- Excerpt -
-=-=-
Neural CTMC: Discrete Diffusion via Decoupled Jump Timing and Direction

This repository contains the inference checkpoint and demo code for Neural CTMC, a discrete diffusion model based on continuous-time Markov chains (CTMCs). Unlike prior methods that parameterize the reverse rate matrix as a monolithic object, Neural CTMC separately parameterizes the exit rate (when to jump) and the jump distribution (where to jump) via two dedicated network heads, aligning the parameterization with the intrinsic CTMC decomposition.

This checkpoint is trained on OpenWebText with a uniform forward process and is, to our knowledge, the first open-source checkpoint for a uniform-noise discrete diffusion language model.

Model Details

Property	Value
Architecture	DiT (Diffusion Transformer)
Parameters	~170M
Transformer Blocks	12
Attention Heads	12
Hidden Dimension	768
Time-Conditioning Dimension	128
Vocabulary Size	50,257 (GPT-2 BPE tokenizer)
Vocabulary Embedding	50,304 (padded to nearest multiple of 128)
-=-=-
- Extracted material -

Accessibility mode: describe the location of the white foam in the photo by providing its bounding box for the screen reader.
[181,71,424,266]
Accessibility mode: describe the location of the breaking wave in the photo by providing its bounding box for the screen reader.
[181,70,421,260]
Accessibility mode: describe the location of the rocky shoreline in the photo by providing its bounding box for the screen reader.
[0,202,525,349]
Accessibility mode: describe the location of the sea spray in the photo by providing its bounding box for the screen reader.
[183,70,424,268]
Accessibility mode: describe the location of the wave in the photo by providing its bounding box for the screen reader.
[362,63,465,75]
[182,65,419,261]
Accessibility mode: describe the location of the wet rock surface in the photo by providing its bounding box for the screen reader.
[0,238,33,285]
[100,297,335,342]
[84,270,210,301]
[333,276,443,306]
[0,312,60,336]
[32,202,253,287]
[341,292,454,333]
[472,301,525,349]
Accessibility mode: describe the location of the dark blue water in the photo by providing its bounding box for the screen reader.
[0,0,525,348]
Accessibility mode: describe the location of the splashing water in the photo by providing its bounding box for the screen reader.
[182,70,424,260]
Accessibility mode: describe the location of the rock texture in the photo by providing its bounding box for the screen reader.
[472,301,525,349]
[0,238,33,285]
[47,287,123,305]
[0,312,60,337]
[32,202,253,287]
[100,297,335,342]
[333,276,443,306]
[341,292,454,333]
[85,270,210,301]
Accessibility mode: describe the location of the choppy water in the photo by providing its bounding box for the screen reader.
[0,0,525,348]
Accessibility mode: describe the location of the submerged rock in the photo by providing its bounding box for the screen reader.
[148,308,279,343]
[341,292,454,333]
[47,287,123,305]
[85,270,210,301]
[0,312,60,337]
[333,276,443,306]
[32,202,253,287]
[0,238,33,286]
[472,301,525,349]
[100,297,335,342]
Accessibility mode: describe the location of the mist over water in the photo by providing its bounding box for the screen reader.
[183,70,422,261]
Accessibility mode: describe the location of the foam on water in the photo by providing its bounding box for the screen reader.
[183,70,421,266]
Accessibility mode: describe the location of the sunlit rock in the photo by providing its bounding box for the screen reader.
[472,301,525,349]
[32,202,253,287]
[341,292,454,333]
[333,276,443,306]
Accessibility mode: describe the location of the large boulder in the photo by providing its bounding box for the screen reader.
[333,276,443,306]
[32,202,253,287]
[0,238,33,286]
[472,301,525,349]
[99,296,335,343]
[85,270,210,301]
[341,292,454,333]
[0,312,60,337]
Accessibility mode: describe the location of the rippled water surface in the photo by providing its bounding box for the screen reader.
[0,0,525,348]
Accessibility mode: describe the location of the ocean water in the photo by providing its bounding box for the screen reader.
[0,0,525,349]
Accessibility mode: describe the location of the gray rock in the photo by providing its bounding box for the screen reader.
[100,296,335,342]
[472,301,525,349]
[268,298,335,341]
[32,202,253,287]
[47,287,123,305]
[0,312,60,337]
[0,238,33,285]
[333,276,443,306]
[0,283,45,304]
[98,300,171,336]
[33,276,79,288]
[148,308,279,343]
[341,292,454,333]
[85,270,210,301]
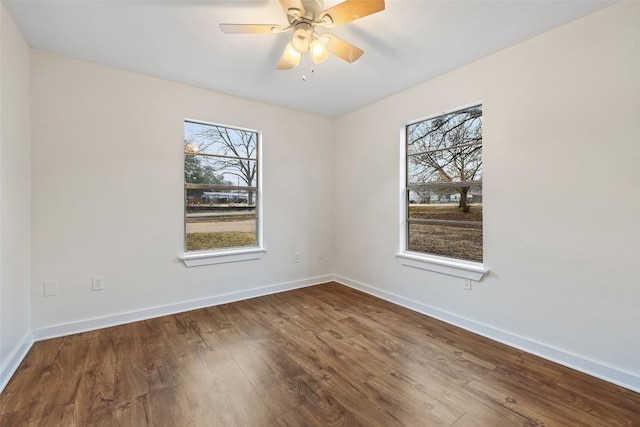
-=-=-
- Assigned task A -
Answer these about the Neural CTMC page:
(i) Which of the two parameterized quantities determines when to jump?
(ii) What dataset was the checkpoint trained on?
(iii) How many transformer blocks does the model have?
- Assigned task B -
Please render this sentence from the Neural CTMC page in Spanish: "This checkpoint is trained on OpenWebText with a uniform forward process and is, to our knowledge, the first open-source checkpoint for a uniform-noise discrete diffusion language model."
- Assigned task C -
Update the Neural CTMC page from "Model Details" up to and including "(GPT-2 BPE tokenizer)", and give that part again with "Transformer Blocks" replaced by "Transformer Layers".

- Answer space A -
(i) The exit rate
(ii) OpenWebText
(iii) 12

- Answer space B -
Este checkpoint está entrenado con OpenWebText con un proceso directo uniforme y es, hasta donde sabemos, el primer checkpoint de código abierto para un modelo de lenguaje de difusión discreta con ruido uniforme.

- Answer space C -
Model Details

Property	Value
Architecture	DiT (Diffusion Transformer)
Parameters	~170M
Transformer Layers	12
Attention Heads	12
Hidden Dimension	768
Time-Conditioning Dimension	128
Vocabulary Size	50,257 (GPT-2 BPE tokenizer)